Please print all of the entries, matching them exactly.

═════ Input data ═════

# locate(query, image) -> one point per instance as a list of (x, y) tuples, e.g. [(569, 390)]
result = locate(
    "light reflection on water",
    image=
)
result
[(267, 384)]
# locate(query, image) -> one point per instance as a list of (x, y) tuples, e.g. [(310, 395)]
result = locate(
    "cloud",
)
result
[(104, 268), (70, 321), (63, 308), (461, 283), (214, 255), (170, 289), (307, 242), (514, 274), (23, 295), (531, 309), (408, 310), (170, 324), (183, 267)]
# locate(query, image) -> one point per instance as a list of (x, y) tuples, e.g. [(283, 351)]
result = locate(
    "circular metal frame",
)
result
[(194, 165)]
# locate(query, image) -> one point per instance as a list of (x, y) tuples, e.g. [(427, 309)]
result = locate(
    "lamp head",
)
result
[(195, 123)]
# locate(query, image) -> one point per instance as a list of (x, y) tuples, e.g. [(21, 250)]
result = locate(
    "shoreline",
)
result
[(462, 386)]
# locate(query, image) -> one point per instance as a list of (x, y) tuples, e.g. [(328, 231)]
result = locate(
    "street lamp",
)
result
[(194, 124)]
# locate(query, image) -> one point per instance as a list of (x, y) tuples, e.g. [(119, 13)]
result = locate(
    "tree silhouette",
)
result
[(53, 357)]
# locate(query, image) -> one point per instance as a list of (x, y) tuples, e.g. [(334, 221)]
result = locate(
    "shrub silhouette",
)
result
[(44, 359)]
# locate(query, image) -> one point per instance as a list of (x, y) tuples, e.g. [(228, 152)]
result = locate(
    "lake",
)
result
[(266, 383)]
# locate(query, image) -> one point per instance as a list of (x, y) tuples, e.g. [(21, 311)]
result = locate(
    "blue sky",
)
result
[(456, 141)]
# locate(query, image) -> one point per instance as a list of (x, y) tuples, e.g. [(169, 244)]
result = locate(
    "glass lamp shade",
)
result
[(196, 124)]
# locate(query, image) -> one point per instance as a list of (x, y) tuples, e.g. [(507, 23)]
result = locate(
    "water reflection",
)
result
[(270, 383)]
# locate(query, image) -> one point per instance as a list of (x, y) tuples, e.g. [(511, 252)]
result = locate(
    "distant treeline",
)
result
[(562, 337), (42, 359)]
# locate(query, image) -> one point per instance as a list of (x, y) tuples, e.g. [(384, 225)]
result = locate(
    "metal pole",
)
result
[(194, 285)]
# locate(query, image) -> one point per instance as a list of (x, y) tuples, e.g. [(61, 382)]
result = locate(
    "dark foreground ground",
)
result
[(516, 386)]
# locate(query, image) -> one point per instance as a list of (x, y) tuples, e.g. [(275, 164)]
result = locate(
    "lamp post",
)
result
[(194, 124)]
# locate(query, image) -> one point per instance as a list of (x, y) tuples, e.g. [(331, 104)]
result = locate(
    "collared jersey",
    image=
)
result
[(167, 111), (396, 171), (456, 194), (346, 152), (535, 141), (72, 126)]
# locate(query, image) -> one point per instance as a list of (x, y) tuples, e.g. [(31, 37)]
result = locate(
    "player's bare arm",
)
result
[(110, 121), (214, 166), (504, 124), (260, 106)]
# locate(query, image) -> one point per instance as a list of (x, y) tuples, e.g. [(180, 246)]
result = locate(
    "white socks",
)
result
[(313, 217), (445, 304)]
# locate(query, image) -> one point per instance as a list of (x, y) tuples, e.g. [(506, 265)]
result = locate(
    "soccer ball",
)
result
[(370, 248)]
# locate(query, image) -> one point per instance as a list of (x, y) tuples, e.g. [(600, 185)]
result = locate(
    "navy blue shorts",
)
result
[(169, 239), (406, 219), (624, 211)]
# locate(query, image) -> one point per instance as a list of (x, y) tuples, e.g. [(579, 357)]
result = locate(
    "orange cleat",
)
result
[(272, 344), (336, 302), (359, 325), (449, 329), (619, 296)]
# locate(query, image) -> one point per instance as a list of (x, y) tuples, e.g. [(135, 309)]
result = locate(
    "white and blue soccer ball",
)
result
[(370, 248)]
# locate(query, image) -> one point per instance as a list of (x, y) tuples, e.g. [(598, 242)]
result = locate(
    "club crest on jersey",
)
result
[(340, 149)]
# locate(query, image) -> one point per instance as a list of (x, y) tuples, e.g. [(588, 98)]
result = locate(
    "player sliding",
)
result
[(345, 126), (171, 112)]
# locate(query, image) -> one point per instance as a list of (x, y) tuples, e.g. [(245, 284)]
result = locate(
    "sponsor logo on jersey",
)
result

═════

» Response:
# locate(query, image) -> one point per instance as a list of (x, y) tuples, e.g. [(569, 390)]
result = locate(
    "light reflection on water",
    image=
)
result
[(267, 384)]
# locate(query, image) -> one point per instance as a list of (x, y) tuples, e.g. [(310, 395)]
result = locate(
    "cloud",
)
result
[(104, 268), (70, 321), (63, 308), (461, 283), (214, 255), (170, 289), (307, 242), (514, 274), (23, 295), (531, 309), (408, 310), (170, 324), (183, 267)]
# locate(query, image) -> one point per instance as a list of (x, y) tuples, e.g. [(283, 351)]
result = locate(
    "circular metal frame",
)
result
[(194, 165)]
# locate(query, image) -> one point per instance as a list of (x, y) tuples, e.g. [(427, 309)]
result = locate(
    "lamp head",
)
result
[(195, 123)]
# locate(query, image) -> one point per instance as a list of (x, y) tuples, e.g. [(21, 250)]
result = locate(
    "shoreline",
)
result
[(462, 386)]
# locate(query, image) -> one point per instance as a list of (x, y) tuples, e.g. [(328, 231)]
result = locate(
    "street lamp",
)
result
[(194, 124)]
# locate(query, image) -> one point per instance as a list of (x, y) tuples, e.g. [(119, 13)]
result = locate(
    "tree silhouette",
)
result
[(53, 357)]
# locate(query, image) -> one point per instance as a list of (x, y) tuples, e.g. [(334, 221)]
result = locate(
    "shrub silhouette",
)
result
[(44, 359)]
# locate(query, image) -> one point per instance as a list of (x, y) tuples, e.g. [(228, 152)]
result = locate(
    "lake",
)
result
[(266, 383)]
# locate(query, image) -> one point per instance as a list of (x, y) tuples, e.g. [(21, 311)]
result = locate(
    "blue sky",
)
result
[(456, 141)]
# locate(query, image) -> one point per instance as a list of (x, y) tuples, e.g. [(169, 244)]
result = locate(
    "glass lamp shade",
)
result
[(196, 124)]
# locate(query, image) -> one point per instance as a list of (x, y) tuples, e.g. [(507, 23)]
result = locate(
    "water reflection",
)
result
[(270, 383)]
# locate(query, image) -> one point per instance as a list of (x, y) tuples, e.g. [(511, 252)]
result = locate(
    "distant treeline",
)
result
[(562, 337), (42, 359)]
# locate(query, image) -> one point per instance as a list of (x, y) tuples, e.g. [(384, 225)]
result = locate(
    "metal pole",
)
result
[(194, 285)]
# locate(query, image) -> one point per instance as a list of (x, y) tuples, e.g. [(61, 382)]
result = locate(
    "dark foreground ground",
)
result
[(516, 386)]
# locate(query, image) -> one point per instance as a list of (x, y) tuples, e.g. [(275, 164)]
result = locate(
    "lamp post",
)
result
[(194, 124)]
# locate(query, image) -> one point per instance as a list of (x, y) tuples, e.g. [(331, 104)]
result = locate(
    "collared jersey",
    image=
)
result
[(167, 111), (396, 171), (456, 194), (346, 152), (535, 141), (72, 126)]
# locate(query, image) -> one point per instance as a list of (x, y) tuples, e.g. [(31, 37)]
result = locate(
    "player's bare arm",
)
result
[(110, 121), (214, 166), (504, 124), (260, 106)]
# locate(query, image) -> one point per instance as a list of (x, y) tuples, e.g. [(180, 246)]
result = locate(
    "white socks",
)
result
[(313, 217), (445, 304)]
# locate(query, image) -> one point per instance as a list of (x, y) tuples, e.g. [(506, 265)]
result = locate(
    "soccer ball",
)
result
[(370, 248)]
# locate(query, image) -> one point per instance as a list of (x, y) tuples, e.g. [(600, 185)]
result = locate(
    "navy blue shorts",
)
result
[(169, 239), (406, 219), (624, 211)]
# locate(query, image) -> one point per instance as a list of (x, y) tuples, e.g. [(579, 357)]
result = locate(
    "orange cleat",
)
result
[(272, 344), (336, 302), (359, 325), (449, 329), (619, 296)]
# locate(query, image) -> one point per instance as a list of (x, y) tuples, e.g. [(135, 309)]
result = locate(
    "white and blue soccer ball",
)
result
[(370, 248)]
# locate(query, image) -> one point per instance as a list of (x, y) tuples, e.g. [(598, 242)]
result = locate(
    "club crest on jersey",
)
result
[(340, 149)]
# locate(query, image) -> one point per instance as a list of (x, y) tuples, e.g. [(588, 98)]
result = locate(
    "player sliding",
)
result
[(345, 126), (171, 112)]
# locate(query, image) -> one point per instance as a list of (x, y) tuples, e.g. [(245, 284)]
result = locate(
    "sponsor logo on jersey",
)
result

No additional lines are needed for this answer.